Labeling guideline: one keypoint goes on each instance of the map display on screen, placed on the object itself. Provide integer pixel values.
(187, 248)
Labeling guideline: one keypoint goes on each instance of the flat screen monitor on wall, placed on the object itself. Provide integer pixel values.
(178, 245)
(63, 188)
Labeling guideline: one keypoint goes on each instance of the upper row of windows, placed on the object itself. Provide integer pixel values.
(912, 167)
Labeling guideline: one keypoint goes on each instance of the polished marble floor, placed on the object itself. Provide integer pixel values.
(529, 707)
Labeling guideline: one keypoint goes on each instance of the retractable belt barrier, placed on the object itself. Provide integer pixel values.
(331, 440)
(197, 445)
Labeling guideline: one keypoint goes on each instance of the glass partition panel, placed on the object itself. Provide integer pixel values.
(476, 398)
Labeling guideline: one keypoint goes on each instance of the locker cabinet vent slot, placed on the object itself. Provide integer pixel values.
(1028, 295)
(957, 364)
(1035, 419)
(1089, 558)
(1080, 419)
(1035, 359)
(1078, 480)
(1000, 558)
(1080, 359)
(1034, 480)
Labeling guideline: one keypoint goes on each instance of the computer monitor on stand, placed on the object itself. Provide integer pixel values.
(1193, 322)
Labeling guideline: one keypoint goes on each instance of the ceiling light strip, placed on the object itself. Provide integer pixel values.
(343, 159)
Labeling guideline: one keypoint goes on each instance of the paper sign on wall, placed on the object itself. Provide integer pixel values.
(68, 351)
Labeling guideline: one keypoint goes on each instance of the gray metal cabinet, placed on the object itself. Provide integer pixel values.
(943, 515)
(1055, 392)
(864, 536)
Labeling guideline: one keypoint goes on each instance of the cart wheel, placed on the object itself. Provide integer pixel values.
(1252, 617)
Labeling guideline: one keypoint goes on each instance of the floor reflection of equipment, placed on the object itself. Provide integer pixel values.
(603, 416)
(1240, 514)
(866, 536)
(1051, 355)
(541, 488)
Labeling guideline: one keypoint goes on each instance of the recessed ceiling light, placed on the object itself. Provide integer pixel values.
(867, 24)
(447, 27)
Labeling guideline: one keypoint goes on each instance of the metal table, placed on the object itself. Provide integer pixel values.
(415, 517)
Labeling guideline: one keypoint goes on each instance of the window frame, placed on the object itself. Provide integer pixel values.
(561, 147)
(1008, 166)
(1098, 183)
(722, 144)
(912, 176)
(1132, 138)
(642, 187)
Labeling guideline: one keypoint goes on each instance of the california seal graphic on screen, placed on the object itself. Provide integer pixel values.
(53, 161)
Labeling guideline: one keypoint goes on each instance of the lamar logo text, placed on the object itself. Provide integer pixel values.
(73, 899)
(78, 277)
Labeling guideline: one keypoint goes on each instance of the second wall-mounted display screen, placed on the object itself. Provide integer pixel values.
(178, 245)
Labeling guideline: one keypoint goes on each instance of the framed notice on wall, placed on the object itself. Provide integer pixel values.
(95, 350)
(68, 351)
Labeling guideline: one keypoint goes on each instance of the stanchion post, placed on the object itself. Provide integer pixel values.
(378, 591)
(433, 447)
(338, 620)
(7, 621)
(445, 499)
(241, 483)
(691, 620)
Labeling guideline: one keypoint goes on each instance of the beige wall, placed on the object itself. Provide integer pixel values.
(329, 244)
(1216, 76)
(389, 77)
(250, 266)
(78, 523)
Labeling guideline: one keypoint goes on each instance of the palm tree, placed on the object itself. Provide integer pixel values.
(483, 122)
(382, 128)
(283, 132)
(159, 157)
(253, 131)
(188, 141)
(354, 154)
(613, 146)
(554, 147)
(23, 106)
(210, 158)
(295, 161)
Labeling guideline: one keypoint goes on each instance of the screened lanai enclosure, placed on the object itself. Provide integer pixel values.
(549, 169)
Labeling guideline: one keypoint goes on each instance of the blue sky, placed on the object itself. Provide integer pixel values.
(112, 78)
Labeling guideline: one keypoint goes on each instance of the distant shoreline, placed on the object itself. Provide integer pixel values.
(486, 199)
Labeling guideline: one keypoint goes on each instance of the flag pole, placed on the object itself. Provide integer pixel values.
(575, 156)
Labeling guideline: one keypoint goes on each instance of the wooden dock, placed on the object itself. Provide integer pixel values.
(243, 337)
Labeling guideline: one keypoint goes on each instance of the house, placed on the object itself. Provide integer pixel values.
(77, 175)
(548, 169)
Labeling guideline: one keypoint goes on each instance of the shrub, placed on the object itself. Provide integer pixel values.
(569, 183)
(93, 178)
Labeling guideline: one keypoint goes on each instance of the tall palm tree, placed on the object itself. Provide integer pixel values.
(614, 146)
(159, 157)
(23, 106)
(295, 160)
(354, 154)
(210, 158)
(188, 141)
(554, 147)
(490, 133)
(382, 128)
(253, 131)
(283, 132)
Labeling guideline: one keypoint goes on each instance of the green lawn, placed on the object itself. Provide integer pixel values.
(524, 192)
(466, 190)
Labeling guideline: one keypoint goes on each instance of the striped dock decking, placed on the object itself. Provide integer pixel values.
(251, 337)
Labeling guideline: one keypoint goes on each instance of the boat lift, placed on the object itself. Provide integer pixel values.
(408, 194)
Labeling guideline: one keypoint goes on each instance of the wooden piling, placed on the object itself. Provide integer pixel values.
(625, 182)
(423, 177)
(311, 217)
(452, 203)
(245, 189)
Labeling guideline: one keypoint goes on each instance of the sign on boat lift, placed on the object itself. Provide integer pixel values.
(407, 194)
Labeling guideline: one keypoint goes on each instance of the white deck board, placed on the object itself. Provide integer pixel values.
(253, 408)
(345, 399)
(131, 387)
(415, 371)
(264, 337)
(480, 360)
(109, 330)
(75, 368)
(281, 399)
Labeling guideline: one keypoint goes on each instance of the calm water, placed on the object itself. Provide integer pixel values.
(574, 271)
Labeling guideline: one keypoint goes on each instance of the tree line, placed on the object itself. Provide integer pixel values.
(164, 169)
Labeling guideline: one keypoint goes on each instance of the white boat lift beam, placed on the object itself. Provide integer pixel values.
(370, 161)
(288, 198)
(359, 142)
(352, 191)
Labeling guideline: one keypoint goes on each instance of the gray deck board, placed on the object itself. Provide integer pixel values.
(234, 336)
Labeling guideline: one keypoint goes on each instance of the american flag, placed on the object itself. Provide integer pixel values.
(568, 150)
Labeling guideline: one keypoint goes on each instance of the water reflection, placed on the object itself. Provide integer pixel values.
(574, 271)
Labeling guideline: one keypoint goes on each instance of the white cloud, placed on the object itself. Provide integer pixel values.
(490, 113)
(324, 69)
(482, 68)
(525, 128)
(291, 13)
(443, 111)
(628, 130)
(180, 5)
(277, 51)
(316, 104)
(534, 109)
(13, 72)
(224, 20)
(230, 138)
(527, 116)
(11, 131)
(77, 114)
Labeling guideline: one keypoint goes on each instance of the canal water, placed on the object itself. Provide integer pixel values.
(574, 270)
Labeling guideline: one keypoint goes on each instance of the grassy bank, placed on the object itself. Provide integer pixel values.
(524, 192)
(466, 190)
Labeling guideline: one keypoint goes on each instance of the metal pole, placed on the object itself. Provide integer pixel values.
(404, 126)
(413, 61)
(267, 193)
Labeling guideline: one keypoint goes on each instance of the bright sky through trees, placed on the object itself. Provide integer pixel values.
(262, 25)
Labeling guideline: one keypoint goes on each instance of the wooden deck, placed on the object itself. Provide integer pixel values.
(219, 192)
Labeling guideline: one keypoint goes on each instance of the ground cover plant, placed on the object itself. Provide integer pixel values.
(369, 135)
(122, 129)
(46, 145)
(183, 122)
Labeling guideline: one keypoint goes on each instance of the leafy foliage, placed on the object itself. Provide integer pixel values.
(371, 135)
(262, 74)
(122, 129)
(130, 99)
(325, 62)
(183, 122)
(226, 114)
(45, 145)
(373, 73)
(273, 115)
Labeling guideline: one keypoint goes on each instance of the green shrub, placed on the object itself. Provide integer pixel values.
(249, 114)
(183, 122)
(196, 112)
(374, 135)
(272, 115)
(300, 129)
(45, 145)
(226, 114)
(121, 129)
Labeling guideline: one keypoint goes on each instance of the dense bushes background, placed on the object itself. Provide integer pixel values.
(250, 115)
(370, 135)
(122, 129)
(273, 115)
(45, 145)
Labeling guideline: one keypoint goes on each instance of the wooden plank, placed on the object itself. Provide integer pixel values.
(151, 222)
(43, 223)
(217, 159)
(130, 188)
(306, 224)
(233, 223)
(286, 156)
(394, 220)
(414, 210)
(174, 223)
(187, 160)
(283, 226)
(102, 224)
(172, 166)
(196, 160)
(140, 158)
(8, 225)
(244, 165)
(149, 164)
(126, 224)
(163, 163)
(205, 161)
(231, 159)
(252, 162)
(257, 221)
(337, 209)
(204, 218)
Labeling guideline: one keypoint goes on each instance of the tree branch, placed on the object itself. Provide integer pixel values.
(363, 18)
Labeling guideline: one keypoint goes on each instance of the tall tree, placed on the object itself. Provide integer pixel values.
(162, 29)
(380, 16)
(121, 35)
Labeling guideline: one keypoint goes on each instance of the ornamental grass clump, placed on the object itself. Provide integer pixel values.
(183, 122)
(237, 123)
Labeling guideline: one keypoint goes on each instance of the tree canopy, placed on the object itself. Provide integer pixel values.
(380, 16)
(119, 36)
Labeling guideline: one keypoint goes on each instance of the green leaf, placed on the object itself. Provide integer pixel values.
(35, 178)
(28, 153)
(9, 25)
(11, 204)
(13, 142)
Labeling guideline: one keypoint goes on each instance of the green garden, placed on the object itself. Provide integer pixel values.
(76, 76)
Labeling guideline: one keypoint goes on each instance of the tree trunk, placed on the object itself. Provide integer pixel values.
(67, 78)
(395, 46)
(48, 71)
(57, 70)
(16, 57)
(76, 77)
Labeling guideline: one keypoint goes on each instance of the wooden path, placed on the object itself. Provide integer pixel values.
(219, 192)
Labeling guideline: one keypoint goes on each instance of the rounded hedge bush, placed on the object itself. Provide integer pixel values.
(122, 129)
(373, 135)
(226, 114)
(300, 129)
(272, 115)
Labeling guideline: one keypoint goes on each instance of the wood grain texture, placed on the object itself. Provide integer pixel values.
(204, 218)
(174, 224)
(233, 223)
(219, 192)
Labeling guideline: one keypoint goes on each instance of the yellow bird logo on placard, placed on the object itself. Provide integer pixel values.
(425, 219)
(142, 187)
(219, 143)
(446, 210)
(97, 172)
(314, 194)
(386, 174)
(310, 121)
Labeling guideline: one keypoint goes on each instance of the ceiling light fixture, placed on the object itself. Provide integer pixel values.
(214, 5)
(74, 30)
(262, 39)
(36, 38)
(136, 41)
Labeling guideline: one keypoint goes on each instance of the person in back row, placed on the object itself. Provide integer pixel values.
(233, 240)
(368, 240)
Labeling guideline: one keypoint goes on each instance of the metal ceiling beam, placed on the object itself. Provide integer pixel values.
....
• Directions:
Reproduce the stretch of lines above, from the very first line through the line that contains "(1034, 480)", with no changes.

• Correct response:
Labeling guideline: one keypoint goes on each instance of the map display on screen, placed on the object itself. Provide integer pixel values.
(187, 248)
Labeling guideline: one keypoint goes on each instance of the flat screen monitor on wall, placed on the object itself. Provide integer pixel values.
(178, 245)
(63, 188)
Labeling guideline: one keypoint goes on each instance of the upper row of windows, placed on the object itself. Provide integer pixel values.
(912, 167)
Labeling guideline: one keypoint goes on each instance of the polished marble floor, placed on the object itself. Provide integer pixel values.
(529, 707)
Labeling guideline: one keypoint goes on each instance of the retractable belt barrier, placed on the object itself. Provide integer pixel values.
(331, 440)
(197, 445)
Labeling guideline: one keypoint goes on each instance of the glass partition panel, placed on the object itself. Provide integer pixel values.
(476, 398)
Labeling guideline: one keypoint goes on each instance of the locker cabinet vent slot, placed on the object itself. Provide integer pixel values.
(1028, 295)
(957, 364)
(1035, 419)
(1089, 558)
(1080, 419)
(1035, 359)
(1078, 480)
(1000, 558)
(1080, 359)
(1034, 480)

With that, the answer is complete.